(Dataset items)
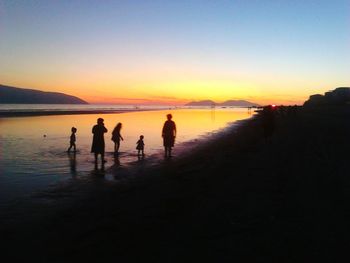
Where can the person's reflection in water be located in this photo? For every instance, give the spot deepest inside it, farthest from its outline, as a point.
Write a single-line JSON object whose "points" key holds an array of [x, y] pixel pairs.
{"points": [[99, 172], [72, 163]]}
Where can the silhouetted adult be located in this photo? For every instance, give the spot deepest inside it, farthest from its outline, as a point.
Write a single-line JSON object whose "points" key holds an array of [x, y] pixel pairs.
{"points": [[169, 134], [98, 142], [116, 137], [268, 121]]}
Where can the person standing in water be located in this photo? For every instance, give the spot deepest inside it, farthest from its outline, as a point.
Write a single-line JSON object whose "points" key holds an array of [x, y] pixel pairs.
{"points": [[72, 140], [116, 137], [168, 134], [98, 141], [140, 145]]}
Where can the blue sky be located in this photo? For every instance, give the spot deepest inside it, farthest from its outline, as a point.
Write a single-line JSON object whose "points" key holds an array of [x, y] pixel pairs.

→ **Task goal**:
Everything from the line containing "Where can the silhouetted" to the last line of the entries above should be quoted exactly, and only that.

→ **Solution to this task**:
Where can the silhouetted adult be located in this photo? For every instance, give the spot deepest inside it, farthest from its outline, as a point.
Write a single-line JSON object whose "points" key holds an array of [x, y] pixel pairs.
{"points": [[169, 134], [98, 142], [116, 137], [268, 121]]}
Where can the person standing in water be located in this photo? For every instance, give the spot deepest inside it, farthest from its outline, as a point.
Write a single-line JSON object whose "points" key holds an array of [x, y] pixel pairs.
{"points": [[72, 140], [116, 137], [168, 134], [98, 141], [140, 145]]}
Where can the blue sky be located in this photo? For every instance, give the spot deepest inside it, farthest from its outline, as a point.
Write a single-line JSON object whose "points" key holds an array of [x, y] pixel pairs.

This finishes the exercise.